LIST OF TASKS:
**a.** In the essay on reclaiming sex after trauma, what was the writer's first response after fully accepting the assault?
**b.** Reproduce the essay on reclaiming sex after trauma from "I, thankfully, grew" to "attention my wellbeing.".
**c.** Extend the essay on reclaiming sex after trauma, picking up right after its final sentence.

SUPPLIED TEXT:
________________

Tahmina Begum explores the memeification of Breonna Taylor
From Pain to Pleasure
Beth Ashley talks us through reclaiming sex after trauma
There’s a lot I took for granted before it happened; the ease of masturbation, the intimacy of holding someone, the warmth of yearning a person in close physical proximity to me. I didn’t lose those desires after being sexually assaulted; they just seemed irreparably prohibited. It’s incredibly difficult to desire sex in a body that wants to protect you and in a society that wants to restrict you.
Pain has always been an easier narrative to squash women into than pleasure. The hurt of periods, childbirth, the glass ceiling. Pain has been coded into our body’s algorithm and expected to continue throughout life. This becomes especially apparent when you experience sexual assault.
I, thankfully, grew up during a time where support for survivors had begun to be normalised. There was an ease the women before me could have never experienced, of just being able to tell someone. When I spoke out about what happened to me, to family, the police and eventually a therapist, I was met with an abundance of emotional support. “You’ll get through this,” they said, and “time will heal you,” as though I’d expire imminently if I didn’t receive at least one well-wish an hour. Comforting and understanding conversations were offered to me about how I could still go to university, how I could still work, how my permanent low mood would lift if I dedicated my time and attention my wellbeing.
But the conversation I needed the most was glaringly missing – a desperate part of my undoing that no one seemed to want to address. I needed an honest conversation about sex.
For a lot of survivors, being assaulted doesn’t come with immediate realisation. For me, accepting what had happened took weeks of mental energy. Once I’d truly accepted I’d been assaulted, my first response was anger. After that, I immediately worried about sex. Would I ever have it again? Do you have to disclose trauma to everyone you sleep with? Will anyone want to have sex with me if I did tell them, or will I seem too fragile, or even ‘dirty’?

________________

SOURCE INFORMATION:
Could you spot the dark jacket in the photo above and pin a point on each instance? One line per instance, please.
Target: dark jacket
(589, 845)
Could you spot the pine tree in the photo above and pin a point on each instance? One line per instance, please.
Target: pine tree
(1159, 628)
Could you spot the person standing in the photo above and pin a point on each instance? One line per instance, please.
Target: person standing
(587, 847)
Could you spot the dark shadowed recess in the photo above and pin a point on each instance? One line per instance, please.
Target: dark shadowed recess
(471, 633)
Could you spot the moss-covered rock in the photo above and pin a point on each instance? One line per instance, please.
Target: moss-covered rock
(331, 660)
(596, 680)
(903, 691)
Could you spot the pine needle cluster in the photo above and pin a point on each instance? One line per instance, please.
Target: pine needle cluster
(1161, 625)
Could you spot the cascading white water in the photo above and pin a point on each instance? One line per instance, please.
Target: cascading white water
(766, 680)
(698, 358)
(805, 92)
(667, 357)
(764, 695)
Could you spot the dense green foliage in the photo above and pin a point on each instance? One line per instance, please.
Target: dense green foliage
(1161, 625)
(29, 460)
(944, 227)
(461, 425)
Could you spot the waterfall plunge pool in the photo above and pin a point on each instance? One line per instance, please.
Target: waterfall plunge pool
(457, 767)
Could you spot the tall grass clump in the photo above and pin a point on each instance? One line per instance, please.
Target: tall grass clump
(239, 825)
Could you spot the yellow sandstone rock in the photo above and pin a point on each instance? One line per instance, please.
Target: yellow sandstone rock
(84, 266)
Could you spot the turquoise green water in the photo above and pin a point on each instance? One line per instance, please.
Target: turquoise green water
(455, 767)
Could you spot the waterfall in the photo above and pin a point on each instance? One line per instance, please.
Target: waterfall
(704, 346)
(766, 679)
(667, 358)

________________

YOUR RESPONSES:
**a.** Anger.

**b.**
I, thankfully, grew up during a time where support for survivors had begun to be normalised. There was an ease the women before me could have never experienced, of just being able to tell someone. When I spoke out about what happened to me, to family, the police and eventually a therapist, I was met with an abundance of emotional support. “You’ll get through this,” they said, and “time will heal you,” as though I’d expire imminently if I didn’t receive at least one well-wish an hour. Comforting and understanding conversations were offered to me about how I could still go to university, how I could still work, how my permanent low mood would lift if I dedicated my time and attention my wellbeing.

**c.**
I spent a handful of months fluctuating between devastating sadness and rampant horniness. I wanted to have sex, but the thought of being physically intimate with anyone brought the all-too-familiar feeling of hot bile to the back of my throat.
I know plenty of survivors who’ve gone on to thrive and even survive, as the label declares. But what about sex? I don’t want the bare minimum of living, something seemingly triumphant to outsiders for a survivor. I want to experience pleasure, intimacy, love. What truly would have benefitted me, amongst the therapy and emotional support, would have been open and honest conversations about sex. I needed someone to tell me I didn’t have to stay in pain. In our social climate, achieving this would be incredibly difficult.
Female pleasure is poorly understood and vastly unspoken; a locked-away taboo whose doors snap shut as soon as someone pries them open. It’s an unfair stigma that caused me to be sexually assaulted before I had any meaningful understanding of how my autonomy works. If we’ve only just begun to discuss female sexuality with each other generally, how was I going to discuss female sexuality after rape? And who would I discuss it with?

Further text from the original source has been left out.